* Aufgabe 1:
Fasse den Artikel über Demut in zwei Sätzen zusammen.
* Aufgabe 2:
Bearbeite den Artikel über Demut: Gib den Abschnitt erneut wieder, der mit den Worten „Thomas von Aquin“ beginnt und nach „widerspricht der Demut.“ endet, und setze dabei überall „Schranken“ anstelle von „Grenzen“ ein.

* Artikel:
☆ ☆ ☆ ☆

Demut ist somit nicht Unterwürfigkeit oder Schwäche, sondern sich „ganz und gar für das Menschsein“ öffnen.
Demut ist die Tugend des „sich Bescheidens, der Selbsterkenntnis der Grenzen der eigenen Vernunft“.
Thomas von Aquin beschreibt in seinem Gebet über das Studium im letzten Satz sehr treffend: „Suche nicht, was für dich zu hoch ist.“ Oder wie Maimonides im Kommentar zur Mischna ausdrückt: „Der Mensch wächst, wenn er sich in der Vernunft voll ausbildet, eine Vernunft, die ihre Grenzen und ihre Postulate kennt.“
Ehrlicher Stolz ist mit einer demütigen Gesinnung vereinbar, weil er die Grenzen seiner Mächtigkeit kennt. Sich voll Stolz aufblähen ist jedoch verwerflich und widerspricht der Demut.

☆ ☆ ☆ ☆

* Angezeigte Daten:
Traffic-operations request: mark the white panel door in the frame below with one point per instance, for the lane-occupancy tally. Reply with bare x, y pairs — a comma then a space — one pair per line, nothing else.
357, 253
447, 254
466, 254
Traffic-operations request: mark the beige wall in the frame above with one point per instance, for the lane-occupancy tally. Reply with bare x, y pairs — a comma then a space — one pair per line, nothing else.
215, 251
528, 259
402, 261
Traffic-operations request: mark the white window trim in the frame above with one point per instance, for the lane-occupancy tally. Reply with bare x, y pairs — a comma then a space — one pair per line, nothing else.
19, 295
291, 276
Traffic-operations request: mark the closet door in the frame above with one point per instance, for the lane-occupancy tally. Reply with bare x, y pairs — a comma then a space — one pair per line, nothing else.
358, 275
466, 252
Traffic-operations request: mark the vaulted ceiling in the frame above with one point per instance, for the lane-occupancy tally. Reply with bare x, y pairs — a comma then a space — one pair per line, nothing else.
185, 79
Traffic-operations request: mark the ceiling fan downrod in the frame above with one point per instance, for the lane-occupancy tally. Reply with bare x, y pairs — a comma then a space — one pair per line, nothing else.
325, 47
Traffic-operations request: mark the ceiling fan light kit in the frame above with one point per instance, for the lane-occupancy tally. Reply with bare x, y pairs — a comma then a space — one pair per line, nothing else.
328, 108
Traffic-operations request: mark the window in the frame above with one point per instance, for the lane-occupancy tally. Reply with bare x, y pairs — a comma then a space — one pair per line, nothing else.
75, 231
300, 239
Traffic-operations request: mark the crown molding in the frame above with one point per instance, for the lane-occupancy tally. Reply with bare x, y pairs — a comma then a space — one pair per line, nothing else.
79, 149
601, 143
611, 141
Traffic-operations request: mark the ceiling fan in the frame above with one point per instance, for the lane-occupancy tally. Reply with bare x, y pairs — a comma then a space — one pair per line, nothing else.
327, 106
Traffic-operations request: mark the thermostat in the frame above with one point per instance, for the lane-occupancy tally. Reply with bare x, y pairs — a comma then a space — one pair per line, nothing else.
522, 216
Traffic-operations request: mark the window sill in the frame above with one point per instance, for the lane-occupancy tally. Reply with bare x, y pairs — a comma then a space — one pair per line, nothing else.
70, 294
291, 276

☆ ☆ ☆ ☆

* Ergebnis 1:
Demut ist keine Unterwürfigkeit oder Schwäche, sondern die Tugend, sich zu bescheiden und die Grenzen der eigenen Vernunft zu erkennen, wie es auch Thomas von Aquin und Maimonides ausdrücken. Ehrlicher Stolz ist mit Demut vereinbar, weil er die Grenzen seiner Mächtigkeit kennt, doch sich voll Stolz aufzublähen ist verwerflich und widerspricht der Demut.

* Ergebnis 2:
Thomas von Aquin beschreibt in seinem Gebet über das Studium im letzten Satz sehr treffend: „Suche nicht, was für dich zu hoch ist.“ Oder wie Maimonides im Kommentar zur Mischna ausdrückt: „Der Mensch wächst, wenn er sich in der Vernunft voll ausbildet, eine Vernunft, die ihre Schranken und ihre Postulate kennt.“
Ehrlicher Stolz ist mit einer demütigen Gesinnung vereinbar, weil er die Schranken seiner Mächtigkeit kennt. Sich voll Stolz aufblähen ist jedoch verwerflich und widerspricht der Demut.